- [JOB]:
Lay out the lines from the start through the line containing "point(1056, 621)" as a two-column CSV with the headers text and points. Give one row for each wording line, with the point line that follows it in the second column. Put each value in a quoted field and replace any line breaks with spaces.

- [RECORDS SUPPLIED]:
++++++
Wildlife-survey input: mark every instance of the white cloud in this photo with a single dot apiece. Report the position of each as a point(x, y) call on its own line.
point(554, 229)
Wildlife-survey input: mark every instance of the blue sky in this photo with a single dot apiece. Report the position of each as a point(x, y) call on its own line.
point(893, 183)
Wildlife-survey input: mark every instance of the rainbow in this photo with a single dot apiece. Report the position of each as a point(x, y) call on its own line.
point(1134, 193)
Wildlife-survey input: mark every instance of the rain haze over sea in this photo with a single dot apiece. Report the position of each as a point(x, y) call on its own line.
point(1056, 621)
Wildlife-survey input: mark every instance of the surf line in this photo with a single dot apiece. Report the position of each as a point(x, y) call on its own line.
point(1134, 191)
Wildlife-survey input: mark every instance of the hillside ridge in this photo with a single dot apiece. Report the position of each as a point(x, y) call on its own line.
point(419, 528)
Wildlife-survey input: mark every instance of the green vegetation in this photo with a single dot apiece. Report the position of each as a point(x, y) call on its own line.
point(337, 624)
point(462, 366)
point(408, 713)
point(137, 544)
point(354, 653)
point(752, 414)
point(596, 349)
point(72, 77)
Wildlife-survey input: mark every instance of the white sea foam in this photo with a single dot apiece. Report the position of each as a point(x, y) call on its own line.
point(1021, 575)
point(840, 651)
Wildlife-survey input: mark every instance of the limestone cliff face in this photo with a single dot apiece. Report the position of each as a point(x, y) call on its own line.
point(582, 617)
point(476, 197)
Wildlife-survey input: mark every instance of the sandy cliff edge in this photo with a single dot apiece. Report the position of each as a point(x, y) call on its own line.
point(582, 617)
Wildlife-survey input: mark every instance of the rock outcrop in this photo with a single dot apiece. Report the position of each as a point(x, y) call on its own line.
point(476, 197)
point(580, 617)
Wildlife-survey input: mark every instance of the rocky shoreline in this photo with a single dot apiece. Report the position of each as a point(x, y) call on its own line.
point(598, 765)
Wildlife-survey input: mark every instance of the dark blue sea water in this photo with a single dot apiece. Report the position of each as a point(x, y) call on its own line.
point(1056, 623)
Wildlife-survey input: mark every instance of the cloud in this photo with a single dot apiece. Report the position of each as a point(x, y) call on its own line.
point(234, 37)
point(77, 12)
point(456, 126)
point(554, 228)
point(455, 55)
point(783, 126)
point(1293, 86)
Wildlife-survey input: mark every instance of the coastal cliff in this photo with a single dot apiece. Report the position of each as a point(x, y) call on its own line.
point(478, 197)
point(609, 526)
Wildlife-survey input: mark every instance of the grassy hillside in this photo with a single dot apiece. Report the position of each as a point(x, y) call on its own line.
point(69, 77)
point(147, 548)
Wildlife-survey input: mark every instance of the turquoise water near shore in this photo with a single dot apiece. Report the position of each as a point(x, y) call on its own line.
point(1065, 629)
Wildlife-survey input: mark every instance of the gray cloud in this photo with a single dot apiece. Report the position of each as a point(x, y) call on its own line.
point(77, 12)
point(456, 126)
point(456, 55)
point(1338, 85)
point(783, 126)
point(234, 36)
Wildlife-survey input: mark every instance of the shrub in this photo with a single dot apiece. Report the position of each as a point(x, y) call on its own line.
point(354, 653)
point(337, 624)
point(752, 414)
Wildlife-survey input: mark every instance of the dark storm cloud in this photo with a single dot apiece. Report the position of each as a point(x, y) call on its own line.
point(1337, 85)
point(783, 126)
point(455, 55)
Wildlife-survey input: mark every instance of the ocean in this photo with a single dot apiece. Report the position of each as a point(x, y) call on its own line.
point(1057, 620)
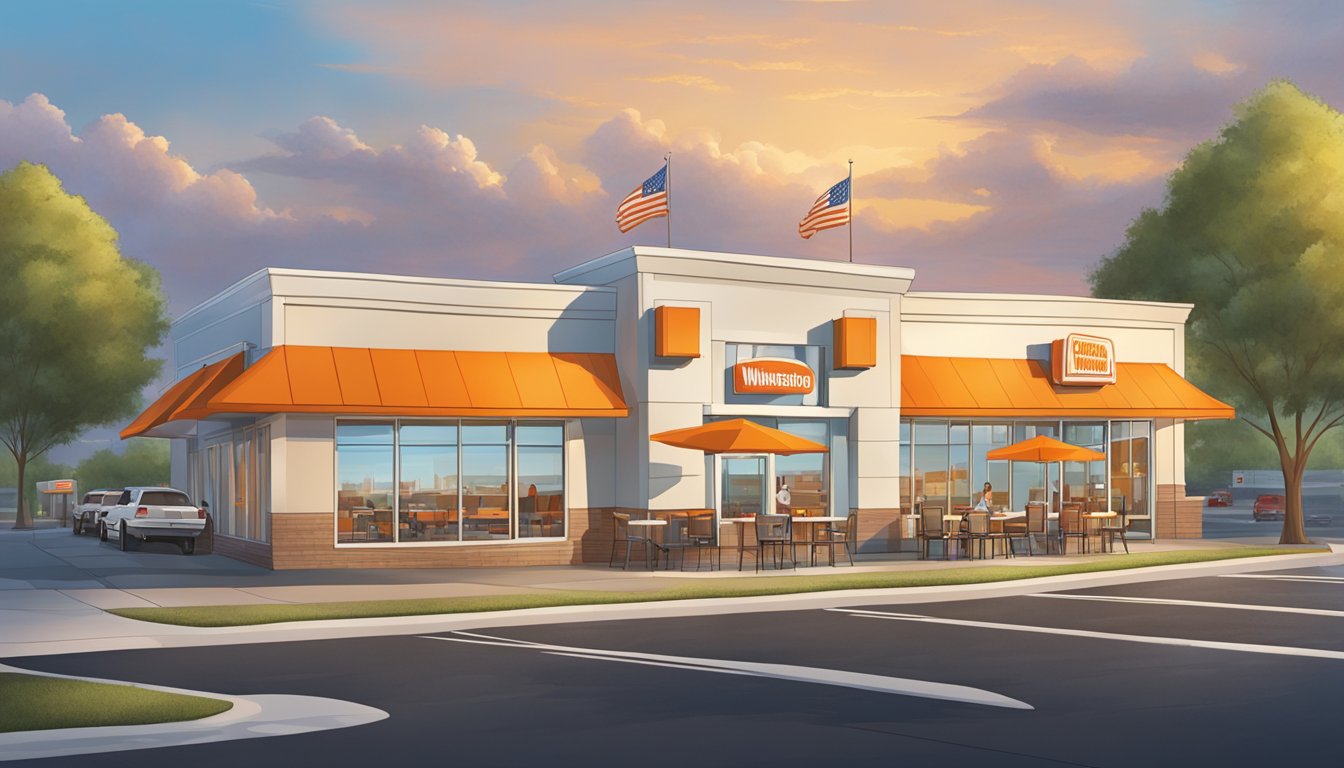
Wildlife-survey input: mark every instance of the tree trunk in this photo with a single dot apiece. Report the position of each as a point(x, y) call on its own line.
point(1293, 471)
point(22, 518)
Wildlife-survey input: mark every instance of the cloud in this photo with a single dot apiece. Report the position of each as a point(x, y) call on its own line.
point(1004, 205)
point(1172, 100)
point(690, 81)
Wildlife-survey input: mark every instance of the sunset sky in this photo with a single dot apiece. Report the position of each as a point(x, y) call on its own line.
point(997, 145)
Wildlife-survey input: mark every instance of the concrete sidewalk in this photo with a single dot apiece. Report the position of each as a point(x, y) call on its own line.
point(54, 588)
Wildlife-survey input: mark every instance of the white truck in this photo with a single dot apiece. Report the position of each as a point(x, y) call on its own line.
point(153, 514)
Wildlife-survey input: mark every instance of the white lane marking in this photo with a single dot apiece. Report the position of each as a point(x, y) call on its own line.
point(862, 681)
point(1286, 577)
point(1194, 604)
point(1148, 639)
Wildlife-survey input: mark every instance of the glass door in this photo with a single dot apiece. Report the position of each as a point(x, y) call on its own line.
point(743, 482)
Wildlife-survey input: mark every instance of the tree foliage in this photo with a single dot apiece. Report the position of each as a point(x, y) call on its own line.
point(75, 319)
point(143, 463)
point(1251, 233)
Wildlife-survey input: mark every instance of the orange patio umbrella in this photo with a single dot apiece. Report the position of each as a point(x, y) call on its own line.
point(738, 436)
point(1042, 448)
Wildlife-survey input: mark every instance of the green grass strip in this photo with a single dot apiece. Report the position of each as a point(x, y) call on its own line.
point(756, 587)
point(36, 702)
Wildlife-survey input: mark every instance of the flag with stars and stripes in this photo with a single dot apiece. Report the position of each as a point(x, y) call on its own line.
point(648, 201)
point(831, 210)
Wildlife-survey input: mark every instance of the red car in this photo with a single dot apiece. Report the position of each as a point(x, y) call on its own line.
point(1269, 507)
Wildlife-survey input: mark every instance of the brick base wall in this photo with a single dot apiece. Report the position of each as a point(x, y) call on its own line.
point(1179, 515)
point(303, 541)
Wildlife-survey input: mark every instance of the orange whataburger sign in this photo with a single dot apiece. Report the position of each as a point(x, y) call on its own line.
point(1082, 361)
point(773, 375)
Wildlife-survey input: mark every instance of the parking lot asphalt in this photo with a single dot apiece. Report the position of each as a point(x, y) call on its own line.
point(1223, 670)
++++++
- [EXPECTED ANSWER]:
text,points
"Wildlife-survey input: mark every instance of the white cloud in this photo with a single dot apiece. Report the position of each as a point(x, y) call on its own line.","point(554, 229)"
"Wildlife-survey input: mark every instance of the blue sky in this photo with a single dot apiece. Report the position of each as a point(x, y) call on its own line.","point(893, 183)"
"Wildlife-survey input: mark every instance of the rainbow in this photo with a single dot apiece. Report the position of each as a point(x, y) call on its own line.","point(1134, 193)"
"Wildlife-survey input: mark every instance of the rain haze over sea in this photo with a single dot apiece. Report the position of each as a point(x, y) call on its own line.","point(1056, 621)"